EXTRACTED TEXT
════════
MEDICINE BY SCREEN


I had been satisfied with my internist.  She once saw me on short notice for a problem, which I really appreciated, but unfortunately left the mega-group to join a smaller local practice.  I decided to stay with the mega-group, since my records were there and I was seeing 3 other specialists there as well. A retired internist told me that a lot of doctors came to the mega-group and didn’t stay long.

On the appointed day, I arrived for what I thought was a Medicare Wellness Exam, taken back to the exam room by the medical assistant.  I gave her my unclothed weight, so as to avoid the issue I had at cardiology, where they took my weight fully clothed and then used that to compute my BMI to two decimal places.  One is plenty; too many feel that adding decimal places improves accuracy.  In some circumstances, it does.  This wasn’t one.

The medical assistant then took my history.  I am a surprised these days how many non-physicians not only have access to my medical information, but take it from me.  There was a time when we physicians actually did all this ourselves.  We didn’t have scribes, we dictated notes, and some of us even read them before signing.  It may have been slower, but all those people have to be paid, too.  I called people in from the waiting room myself, because neurologists learned a lot about a patient by watching how they arose from a chair, walked, spoke, shook hands, and sat down.  I diagnosed many with Parkinson’s before they ever reached the exam room.  I diagnosed myopathies when patients couldn’t get up easily from a chair, foot drops and hemiparesis from their gait.  Now, the exam room has become almost an inner sanctum, given by some of the routes I take to get into one.

Anyway, in these days of extremely busy physicians, I figured I better say whatever was on my mind in a hurry so it got into the record. The assistant then recommended a DEXA scan for my bones, which I thought odd, since I don’t have any risk factors I know of for osteoporosis except age.  But knowledge changes.  She finished and said the doctor would be right in, since the latter was done with the previous patient.

I waited 20 minutes.  That’s a lot in the inner sanctum.  Yeah, I know.  Doctors keep patients waiting.  I seldom did.

The physician came in and introduced herself.  I stood, as I always do, then sat down.  She then placed herself in front of the computer and started reading from the screen, first concern being my diazepam dosage.  I told her I took it for a GU condition where it was the only thing that worked (leaving out the story how I had discovered that, nobody else).  I told her I had tapered the original low dose more than 60%, but she was still bothered, because of federal regulations about this sort of drug.  She barely glanced at me, eyes instead fixed on the computer screen.
════════
Natural-language descriptions of regions:

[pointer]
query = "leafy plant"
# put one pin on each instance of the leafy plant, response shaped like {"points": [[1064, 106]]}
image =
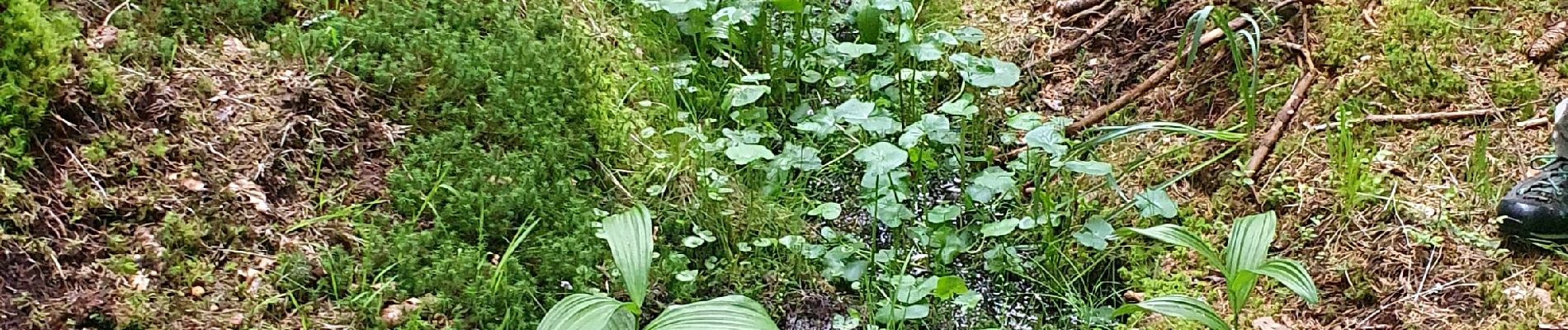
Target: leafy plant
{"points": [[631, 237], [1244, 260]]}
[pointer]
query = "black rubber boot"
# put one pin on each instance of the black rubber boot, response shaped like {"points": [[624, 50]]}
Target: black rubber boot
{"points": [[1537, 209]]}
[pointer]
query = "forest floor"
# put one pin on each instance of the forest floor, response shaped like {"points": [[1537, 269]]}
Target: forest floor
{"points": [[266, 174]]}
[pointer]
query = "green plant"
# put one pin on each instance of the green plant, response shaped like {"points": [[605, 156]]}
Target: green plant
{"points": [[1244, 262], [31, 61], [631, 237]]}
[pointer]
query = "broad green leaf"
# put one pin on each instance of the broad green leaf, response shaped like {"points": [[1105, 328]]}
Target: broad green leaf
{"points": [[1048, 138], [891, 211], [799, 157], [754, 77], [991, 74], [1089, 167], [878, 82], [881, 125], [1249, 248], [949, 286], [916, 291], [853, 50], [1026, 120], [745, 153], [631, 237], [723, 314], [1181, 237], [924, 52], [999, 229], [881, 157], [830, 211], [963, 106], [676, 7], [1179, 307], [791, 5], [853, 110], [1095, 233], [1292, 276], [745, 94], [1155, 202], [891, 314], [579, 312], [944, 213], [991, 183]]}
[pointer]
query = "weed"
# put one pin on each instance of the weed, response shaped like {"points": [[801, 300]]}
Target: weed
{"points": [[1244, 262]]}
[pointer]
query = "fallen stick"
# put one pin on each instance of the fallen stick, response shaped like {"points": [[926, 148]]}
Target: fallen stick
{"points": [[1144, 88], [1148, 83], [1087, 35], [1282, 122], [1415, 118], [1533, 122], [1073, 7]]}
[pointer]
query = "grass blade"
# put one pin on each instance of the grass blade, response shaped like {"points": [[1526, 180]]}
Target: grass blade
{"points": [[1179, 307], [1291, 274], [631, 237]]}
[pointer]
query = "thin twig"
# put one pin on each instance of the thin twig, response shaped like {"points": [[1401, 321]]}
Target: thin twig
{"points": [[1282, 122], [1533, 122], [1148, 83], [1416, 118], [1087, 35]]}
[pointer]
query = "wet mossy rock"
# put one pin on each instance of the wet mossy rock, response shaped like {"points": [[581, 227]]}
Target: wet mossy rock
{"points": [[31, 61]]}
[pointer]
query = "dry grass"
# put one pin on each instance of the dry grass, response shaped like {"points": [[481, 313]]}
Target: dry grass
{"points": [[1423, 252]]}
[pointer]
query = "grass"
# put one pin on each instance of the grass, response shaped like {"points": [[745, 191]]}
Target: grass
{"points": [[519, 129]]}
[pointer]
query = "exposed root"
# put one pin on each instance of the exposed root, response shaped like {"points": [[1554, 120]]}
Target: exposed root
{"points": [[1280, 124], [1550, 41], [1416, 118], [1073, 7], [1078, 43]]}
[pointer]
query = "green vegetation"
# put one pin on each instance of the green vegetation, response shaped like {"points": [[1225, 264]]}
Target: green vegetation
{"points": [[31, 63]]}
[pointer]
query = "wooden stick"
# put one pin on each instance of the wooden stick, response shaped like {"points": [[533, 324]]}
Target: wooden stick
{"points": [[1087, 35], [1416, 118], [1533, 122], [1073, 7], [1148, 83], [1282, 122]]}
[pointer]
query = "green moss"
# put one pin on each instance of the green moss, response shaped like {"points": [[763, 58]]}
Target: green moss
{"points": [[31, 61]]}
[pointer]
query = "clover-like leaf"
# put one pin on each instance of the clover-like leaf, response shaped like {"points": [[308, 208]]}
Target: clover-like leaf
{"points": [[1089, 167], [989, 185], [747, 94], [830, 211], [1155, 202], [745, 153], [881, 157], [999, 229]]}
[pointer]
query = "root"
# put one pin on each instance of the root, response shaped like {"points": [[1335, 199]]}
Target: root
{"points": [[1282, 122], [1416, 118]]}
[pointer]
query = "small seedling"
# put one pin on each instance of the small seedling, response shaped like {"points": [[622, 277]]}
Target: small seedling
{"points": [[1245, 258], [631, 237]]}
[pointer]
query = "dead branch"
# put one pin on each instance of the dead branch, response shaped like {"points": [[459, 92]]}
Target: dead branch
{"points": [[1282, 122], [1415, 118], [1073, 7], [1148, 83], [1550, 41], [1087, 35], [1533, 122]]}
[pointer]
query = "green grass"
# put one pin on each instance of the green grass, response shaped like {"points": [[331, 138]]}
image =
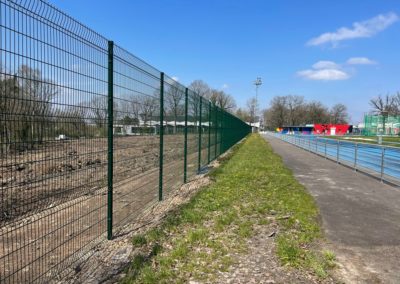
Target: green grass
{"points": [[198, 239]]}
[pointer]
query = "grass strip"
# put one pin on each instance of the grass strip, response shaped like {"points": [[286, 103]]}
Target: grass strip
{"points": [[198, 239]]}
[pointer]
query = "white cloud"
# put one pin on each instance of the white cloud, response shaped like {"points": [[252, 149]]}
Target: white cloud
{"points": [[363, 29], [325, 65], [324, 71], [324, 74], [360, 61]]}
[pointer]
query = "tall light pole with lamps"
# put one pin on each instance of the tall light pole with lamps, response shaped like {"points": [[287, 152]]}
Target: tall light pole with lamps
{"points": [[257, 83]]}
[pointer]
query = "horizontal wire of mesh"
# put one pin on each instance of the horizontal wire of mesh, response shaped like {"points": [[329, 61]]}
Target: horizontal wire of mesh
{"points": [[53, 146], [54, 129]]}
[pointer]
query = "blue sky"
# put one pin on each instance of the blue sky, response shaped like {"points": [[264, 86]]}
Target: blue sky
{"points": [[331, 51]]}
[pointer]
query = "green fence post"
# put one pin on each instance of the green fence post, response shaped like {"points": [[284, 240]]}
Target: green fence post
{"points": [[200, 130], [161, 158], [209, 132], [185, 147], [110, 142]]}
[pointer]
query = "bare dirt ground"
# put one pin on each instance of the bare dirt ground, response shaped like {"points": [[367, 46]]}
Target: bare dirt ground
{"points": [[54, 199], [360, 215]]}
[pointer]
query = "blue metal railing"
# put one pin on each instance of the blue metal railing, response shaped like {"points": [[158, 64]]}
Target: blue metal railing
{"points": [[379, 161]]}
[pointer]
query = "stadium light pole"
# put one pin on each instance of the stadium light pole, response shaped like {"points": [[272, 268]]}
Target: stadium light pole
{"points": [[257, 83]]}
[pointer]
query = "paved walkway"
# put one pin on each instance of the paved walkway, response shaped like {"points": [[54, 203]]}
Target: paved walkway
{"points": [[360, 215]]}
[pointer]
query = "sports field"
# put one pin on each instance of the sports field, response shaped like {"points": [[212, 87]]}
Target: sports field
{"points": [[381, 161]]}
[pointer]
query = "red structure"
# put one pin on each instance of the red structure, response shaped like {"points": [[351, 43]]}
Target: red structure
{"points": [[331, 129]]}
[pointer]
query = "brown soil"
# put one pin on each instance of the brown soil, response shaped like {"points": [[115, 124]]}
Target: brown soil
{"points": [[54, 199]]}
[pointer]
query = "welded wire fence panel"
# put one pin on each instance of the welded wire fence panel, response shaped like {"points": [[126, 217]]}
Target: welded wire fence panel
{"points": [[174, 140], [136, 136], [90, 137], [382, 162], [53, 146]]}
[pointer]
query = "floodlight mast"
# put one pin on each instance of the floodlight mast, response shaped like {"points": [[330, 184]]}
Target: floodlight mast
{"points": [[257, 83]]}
════════
YOUR TASKS
• 1. How would this sentence from the essay on medicine by screen read in Spanish: "I diagnosed many with Parkinson’s before they ever reached the exam room."
• 2. In the essay on medicine by screen, what actions does the writer say neurologists watched patients perform to learn about them?
• 3. Go on with the essay on medicine by screen, picking up after its final sentence.

OUTPUTS BY TASK
• 1. Diagnostiqué Parkinson a muchos antes de que siquiera llegaran a la sala de exploración.

• 2.
- Arising from a chair
- Walking
- Speaking
- Shaking hands
- Sitting down

• 3.
Diazepam is quite safe in low doses, yet we allowed Oxycontin to be marketed as a first line drug for musculoskeletal and chronic pain, which anybody with sense knew was a bad idea.  My internist, fixated on Diazepam, couldn’t find it in my records who prescribed it for me.  I finally said who had, but it wasn’t in the computer, and during this time, she continued to be look more at the screen than at me.  This is apparently the new medicine.  Everything is electronic, which can be good.  I get neatly typed records online, which are helpful, except for BMI to 2 decimal places and no comment about the little things in aging, like hearing, vision, sleep, and moods, affect me, and a diagnosis of Chronic Pelvic Pain, when I had no pain, only discomfort, which is a significant difference, trust me.  I almost didn’t get my needed blood work, because she didn’t appreciate that the last I had was in 2015, not this year. At least the DEXA wasn’t necessary.  Nobody asked about dental care.  It matters now, because we know now that periodontal disease affects health a great deal. The human cost of medicine by screen is failure to look at the patient, from whom much information comes.

Additionally, if something is inputted wrong, it tends to stay there. Imagine if you are my age, not a physician, with a lot of medical problems, and aren’t thinking clearly.  What happens to you if something is missing, not noticed, not picked up, not addressed?

At my age, I start answering questions like that with, “You die.”

By now, I felt like a major drug abuser.  I stopped mentioning my other concerns, like what she thought about statins. She dismissed my concerns about weight and waist with “do crunches,” which don’t fix the problem. She felt a little edema in my leg, assured me it wasn’t heart failure, which I knew, and said it was probably venous insufficiency, and I should lift my legs up when sitting. I decided that wearing support hose, like I did when I was an intern, was better.  She quickly listened to my heart and lungs and I was done.  At least I thought I was.  I was told to call a week prior to wanting the nasty drug I was taking, because these things took a week to fill.   Why? This stuff should be done electronically in seconds.  I filled requests the same day when I practiced, and I often called the pharmacy myself.

In her position, I might have moved from the computer to where I was sitting to directly across from the patient, asking about retirement, Medicare, money, meditation, depression, sleep, support systems, what it’s like when your body can’t do what it once did or does what it once didn’t. She would have heard a lot, and that’s the problem, because hearing a lot takes precious minutes that could be used to ….  well, do what, pray tell?  Help a patient?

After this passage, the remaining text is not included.